▶ [What is needed] Write what comes next in the passage about how wings produce lift, picking up right after the point where it stops.

Scientific American, April 2006, P76

Everyone knows that that's how wings work. Unfortunately, it's bollocks.

While I'll let such inaccuracies pass in the non-technical press, I expect better of a magazine that regularly prints articles attempting to explain cutting edge of quantum mechanics, cosmology, immunology, and lots of other -ologies. Even if it's just a throwaway line in an item explaining something different.

The problems with that explanation can be demonstrated with a few fairly straightforward examples:

Firstly, in the course of aerobatics, it is quite common for aircraft to fly upside down (by which, I mean really fly upside down, in sustained level flight, not just a quick loop-the-loop or roll). For that to work, their wings must still be generating lift, despite the fact that the longest side is now on the bottom.

Secondly, not all wings are longer on top than underneath - there are many wing cross-sections that are symmetric, or have the same length on both top and bottom. Yet they still generate lift. For example: sails. Yep, a sail is a wing, turned on end. It's a bit of cloth. To all intents and purposes, both sides of it are the same length (let's not quibble over the tiny difference caused by the thickness of the fabric - trust me, it's irrelevant)

▶ [Information shown]
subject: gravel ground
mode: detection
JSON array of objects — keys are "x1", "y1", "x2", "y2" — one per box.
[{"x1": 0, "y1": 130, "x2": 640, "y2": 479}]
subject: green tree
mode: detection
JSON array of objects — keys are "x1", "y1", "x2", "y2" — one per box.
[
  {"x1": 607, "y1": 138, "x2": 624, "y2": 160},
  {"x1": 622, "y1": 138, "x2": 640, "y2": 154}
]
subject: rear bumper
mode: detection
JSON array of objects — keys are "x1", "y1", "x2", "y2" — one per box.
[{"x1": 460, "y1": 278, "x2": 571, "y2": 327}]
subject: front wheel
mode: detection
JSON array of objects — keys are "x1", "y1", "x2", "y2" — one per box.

▶ [Task output]
Finally: Two blobs of air approach a wing. One goes over the wing, the other under it. How does the air passing over the top know that it's got to go faster to keep up with the air passing underneath? They're not telepathic, psychokinetic entities. They're inert blobs of air. There's a big lump of metal between them. They cannot directly influence each other. While we're at it, who says that the air passing over the wing has to meet up exactly with the air passing under the wing?

How wings really work. Warning: contains gratuitous anthropomorphism )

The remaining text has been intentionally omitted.